____ SOURCE RECORDS

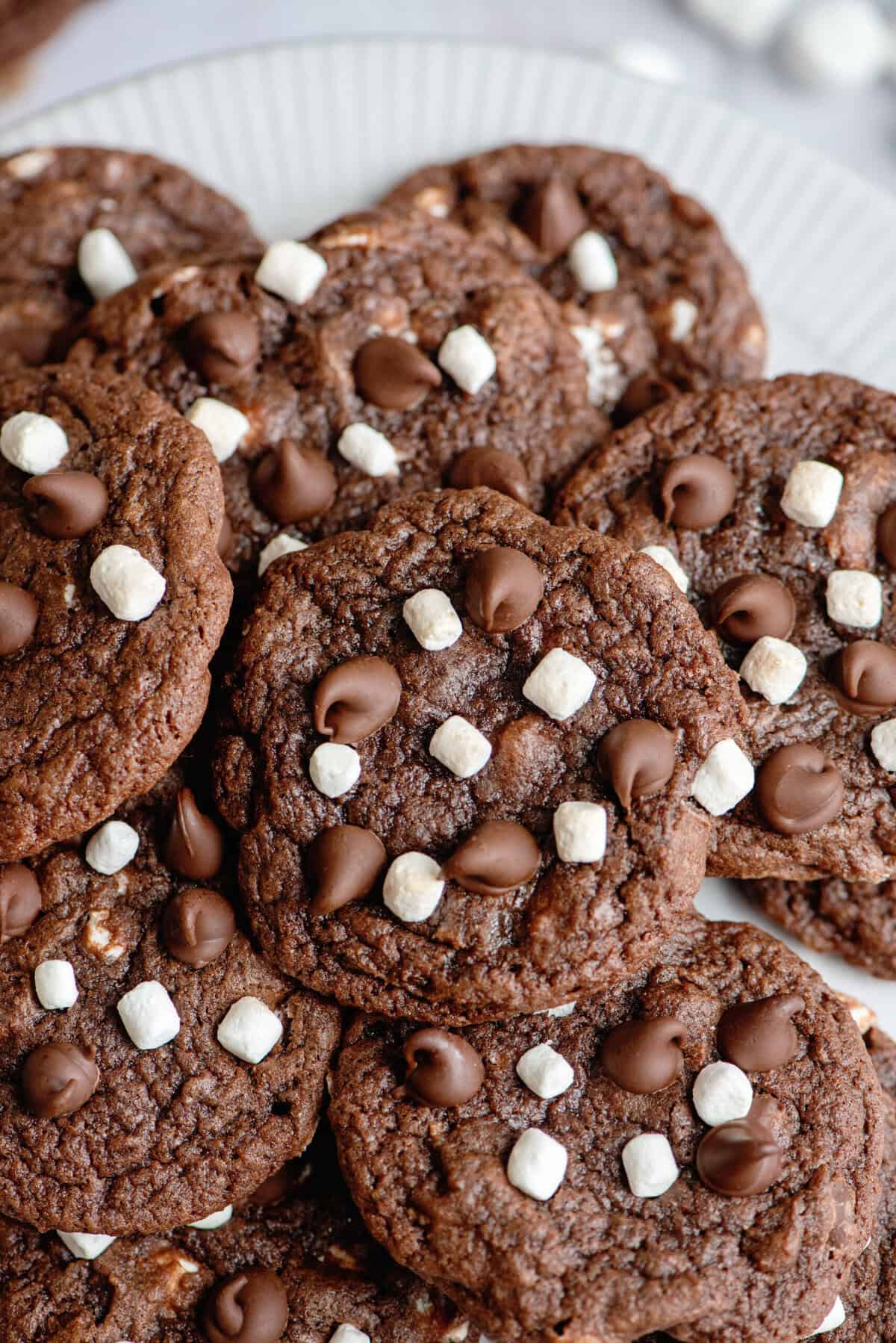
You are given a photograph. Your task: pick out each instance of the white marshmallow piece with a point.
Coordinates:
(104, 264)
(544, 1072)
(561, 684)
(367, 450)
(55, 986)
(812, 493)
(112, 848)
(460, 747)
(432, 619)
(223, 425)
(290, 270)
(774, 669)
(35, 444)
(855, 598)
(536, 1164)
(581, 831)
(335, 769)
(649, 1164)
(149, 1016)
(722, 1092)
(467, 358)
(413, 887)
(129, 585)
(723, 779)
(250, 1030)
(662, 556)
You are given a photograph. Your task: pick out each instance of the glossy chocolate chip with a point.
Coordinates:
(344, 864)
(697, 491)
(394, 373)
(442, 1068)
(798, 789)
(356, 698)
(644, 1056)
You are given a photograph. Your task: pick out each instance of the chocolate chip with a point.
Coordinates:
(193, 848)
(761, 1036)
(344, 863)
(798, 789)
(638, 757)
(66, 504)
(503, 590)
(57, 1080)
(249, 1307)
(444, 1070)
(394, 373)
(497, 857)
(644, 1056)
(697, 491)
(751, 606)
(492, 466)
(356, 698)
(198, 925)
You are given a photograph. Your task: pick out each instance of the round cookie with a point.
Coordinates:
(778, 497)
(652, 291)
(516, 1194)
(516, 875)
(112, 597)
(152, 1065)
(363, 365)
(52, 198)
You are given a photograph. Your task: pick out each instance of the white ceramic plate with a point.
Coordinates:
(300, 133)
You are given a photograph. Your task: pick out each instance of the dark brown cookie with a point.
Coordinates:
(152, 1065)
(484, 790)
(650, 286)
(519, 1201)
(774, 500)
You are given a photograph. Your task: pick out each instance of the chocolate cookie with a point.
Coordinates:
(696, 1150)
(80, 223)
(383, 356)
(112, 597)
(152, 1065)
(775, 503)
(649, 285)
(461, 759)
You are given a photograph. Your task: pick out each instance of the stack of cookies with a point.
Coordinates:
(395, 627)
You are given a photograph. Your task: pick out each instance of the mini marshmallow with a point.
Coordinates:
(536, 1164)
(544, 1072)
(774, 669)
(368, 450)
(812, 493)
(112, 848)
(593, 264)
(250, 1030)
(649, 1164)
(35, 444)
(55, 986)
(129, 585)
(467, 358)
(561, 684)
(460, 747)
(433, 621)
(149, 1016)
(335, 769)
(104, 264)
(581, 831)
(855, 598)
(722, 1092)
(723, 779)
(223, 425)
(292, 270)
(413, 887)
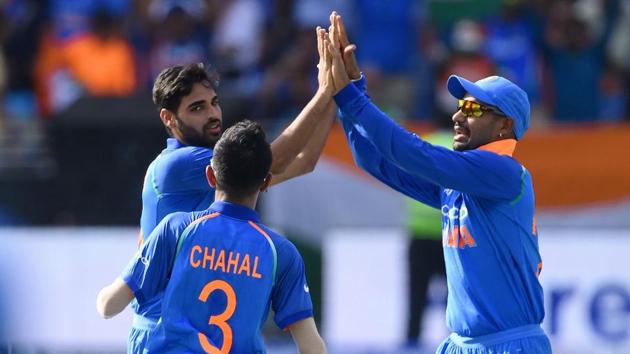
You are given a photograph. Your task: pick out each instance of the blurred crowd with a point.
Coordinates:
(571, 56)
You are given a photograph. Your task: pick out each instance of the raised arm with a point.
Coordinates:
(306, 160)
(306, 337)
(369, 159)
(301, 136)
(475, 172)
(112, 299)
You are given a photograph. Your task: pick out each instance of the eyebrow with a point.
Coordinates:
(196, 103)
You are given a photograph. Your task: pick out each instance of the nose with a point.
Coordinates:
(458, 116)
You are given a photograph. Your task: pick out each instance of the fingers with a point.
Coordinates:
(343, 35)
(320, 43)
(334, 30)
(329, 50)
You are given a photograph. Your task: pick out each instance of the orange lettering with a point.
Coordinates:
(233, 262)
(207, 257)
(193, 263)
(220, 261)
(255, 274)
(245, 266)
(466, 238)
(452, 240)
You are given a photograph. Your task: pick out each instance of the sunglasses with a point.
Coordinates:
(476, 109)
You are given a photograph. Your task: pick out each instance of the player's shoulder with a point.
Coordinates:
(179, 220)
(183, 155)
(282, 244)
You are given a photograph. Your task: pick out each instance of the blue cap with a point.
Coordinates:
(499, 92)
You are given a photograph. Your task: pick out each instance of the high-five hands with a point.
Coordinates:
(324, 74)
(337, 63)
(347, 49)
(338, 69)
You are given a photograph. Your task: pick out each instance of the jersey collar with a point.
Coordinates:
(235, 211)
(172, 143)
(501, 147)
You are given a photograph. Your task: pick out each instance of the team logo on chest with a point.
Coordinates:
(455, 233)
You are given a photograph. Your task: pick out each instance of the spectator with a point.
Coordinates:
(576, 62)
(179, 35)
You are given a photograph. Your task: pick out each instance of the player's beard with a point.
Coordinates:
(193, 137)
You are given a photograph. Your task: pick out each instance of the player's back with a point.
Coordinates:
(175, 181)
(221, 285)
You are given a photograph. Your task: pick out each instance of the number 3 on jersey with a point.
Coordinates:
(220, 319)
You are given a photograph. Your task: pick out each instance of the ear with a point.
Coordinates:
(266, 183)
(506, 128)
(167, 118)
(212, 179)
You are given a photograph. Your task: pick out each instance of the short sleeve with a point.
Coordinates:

________
____ SOURCE RECORDS

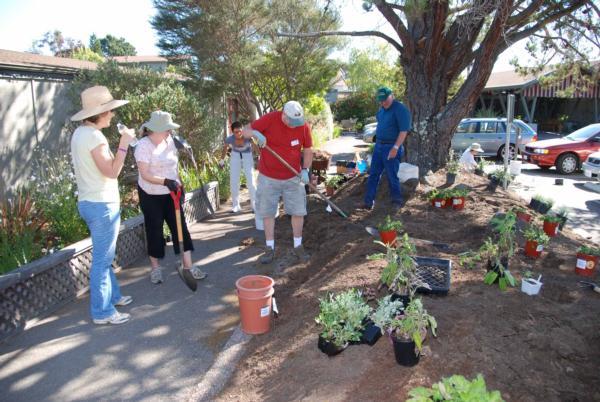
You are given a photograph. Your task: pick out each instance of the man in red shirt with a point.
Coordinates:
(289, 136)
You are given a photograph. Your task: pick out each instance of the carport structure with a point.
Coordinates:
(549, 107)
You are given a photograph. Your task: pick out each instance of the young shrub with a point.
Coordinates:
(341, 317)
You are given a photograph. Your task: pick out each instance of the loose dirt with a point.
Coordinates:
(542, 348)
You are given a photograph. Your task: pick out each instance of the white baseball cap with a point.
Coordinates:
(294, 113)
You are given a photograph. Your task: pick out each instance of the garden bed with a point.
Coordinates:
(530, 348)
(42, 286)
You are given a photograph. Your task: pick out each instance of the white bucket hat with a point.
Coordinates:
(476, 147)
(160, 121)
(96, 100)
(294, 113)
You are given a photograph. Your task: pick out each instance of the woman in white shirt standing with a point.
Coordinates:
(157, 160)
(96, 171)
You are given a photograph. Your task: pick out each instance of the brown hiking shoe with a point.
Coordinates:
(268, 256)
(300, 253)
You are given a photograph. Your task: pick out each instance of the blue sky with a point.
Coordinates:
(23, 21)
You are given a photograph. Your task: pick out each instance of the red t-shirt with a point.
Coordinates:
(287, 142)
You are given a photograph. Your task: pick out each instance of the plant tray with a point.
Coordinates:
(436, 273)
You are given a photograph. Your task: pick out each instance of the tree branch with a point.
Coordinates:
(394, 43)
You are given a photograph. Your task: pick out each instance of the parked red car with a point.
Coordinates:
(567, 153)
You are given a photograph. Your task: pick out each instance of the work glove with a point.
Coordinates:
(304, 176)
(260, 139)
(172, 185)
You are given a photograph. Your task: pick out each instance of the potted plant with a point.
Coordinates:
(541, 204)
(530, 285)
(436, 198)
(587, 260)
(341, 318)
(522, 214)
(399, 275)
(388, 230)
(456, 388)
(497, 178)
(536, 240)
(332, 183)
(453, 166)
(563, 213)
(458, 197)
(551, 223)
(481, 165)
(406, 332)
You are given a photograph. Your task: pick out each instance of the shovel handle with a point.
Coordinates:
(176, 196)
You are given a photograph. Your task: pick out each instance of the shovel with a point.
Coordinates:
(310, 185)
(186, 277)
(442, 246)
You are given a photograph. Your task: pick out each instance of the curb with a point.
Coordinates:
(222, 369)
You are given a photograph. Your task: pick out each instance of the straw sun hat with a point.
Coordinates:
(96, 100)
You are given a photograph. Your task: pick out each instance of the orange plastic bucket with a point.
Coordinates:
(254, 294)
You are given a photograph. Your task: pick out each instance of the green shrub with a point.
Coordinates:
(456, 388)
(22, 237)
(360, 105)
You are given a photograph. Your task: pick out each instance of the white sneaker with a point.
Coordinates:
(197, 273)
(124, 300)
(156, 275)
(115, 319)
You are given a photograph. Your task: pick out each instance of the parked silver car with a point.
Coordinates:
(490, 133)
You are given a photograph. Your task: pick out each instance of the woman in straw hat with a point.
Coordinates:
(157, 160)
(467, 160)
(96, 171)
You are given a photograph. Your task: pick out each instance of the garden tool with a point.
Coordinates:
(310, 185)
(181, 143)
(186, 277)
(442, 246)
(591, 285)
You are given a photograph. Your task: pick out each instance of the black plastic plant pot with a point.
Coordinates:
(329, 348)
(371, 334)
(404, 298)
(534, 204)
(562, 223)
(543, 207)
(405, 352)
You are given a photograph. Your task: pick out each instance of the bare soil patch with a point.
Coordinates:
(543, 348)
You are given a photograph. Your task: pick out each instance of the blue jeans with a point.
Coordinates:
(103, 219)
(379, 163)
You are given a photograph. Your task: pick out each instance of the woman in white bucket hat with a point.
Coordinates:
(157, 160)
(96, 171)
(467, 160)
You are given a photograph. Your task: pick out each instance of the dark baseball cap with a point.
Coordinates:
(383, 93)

________

• [OBJECTIVE]: Show every line of the items above that contains the word "marshmallow".

• [EXERCISE ANSWER]:
You are given a photograph. Your task: pick out each instance of the white marshmallow piece with a point.
You are given a photograph. Your task: pick out each instance of the mini marshmallow with a point.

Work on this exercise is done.